Work order
When counting, include every line of the data that holds "below", then state the total alone.

Given data
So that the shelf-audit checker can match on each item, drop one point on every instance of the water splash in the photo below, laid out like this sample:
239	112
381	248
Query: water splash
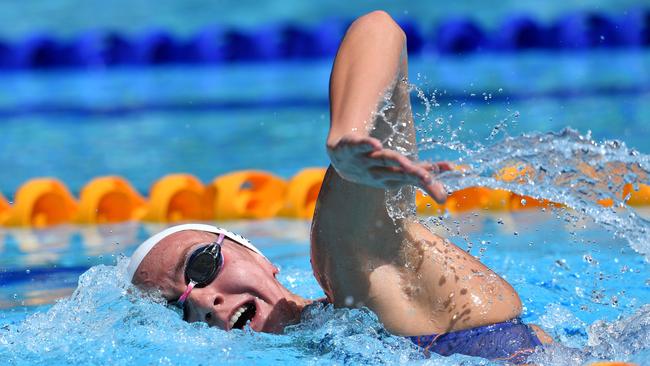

--

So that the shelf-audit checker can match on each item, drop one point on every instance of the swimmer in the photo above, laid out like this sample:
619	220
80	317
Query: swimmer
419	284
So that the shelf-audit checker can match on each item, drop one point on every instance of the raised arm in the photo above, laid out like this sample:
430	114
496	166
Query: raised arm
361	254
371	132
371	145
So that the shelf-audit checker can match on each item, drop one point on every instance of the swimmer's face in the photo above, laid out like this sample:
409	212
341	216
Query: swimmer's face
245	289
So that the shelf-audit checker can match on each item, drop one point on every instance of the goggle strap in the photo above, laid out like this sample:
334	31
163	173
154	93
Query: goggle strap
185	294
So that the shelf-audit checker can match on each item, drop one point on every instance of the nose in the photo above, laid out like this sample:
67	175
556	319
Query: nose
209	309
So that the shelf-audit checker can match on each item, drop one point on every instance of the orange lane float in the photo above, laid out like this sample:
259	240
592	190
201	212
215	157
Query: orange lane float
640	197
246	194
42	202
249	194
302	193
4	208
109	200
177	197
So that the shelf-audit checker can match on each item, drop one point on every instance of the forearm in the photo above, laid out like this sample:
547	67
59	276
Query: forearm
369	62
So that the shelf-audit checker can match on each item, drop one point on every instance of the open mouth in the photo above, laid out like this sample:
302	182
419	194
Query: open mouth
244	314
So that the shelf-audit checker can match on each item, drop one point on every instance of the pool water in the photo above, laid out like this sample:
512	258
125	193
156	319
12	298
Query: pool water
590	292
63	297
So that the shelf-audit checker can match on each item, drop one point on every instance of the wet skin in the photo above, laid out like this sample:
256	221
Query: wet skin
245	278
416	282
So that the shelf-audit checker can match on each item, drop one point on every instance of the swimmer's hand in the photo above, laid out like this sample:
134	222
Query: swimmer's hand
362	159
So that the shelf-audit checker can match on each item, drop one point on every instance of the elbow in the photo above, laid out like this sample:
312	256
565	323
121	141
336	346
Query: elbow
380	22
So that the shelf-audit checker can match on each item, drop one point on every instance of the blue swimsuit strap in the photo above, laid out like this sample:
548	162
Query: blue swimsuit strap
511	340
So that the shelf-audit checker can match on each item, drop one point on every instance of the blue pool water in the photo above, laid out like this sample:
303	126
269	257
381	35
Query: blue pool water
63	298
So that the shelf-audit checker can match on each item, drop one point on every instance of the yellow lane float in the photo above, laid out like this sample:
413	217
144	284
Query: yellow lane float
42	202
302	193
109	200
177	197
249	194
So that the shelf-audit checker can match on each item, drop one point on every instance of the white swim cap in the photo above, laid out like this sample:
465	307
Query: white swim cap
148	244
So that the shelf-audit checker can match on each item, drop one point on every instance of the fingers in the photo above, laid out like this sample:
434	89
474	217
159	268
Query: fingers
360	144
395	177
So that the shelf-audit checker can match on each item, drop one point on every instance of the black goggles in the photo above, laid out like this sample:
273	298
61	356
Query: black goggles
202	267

...

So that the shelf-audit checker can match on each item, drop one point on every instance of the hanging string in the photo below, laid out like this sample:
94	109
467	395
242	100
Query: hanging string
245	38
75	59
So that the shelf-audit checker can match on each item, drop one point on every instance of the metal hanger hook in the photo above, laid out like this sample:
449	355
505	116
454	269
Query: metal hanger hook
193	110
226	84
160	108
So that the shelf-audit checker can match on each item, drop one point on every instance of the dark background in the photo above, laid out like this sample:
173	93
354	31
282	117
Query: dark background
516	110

Solved exercise
2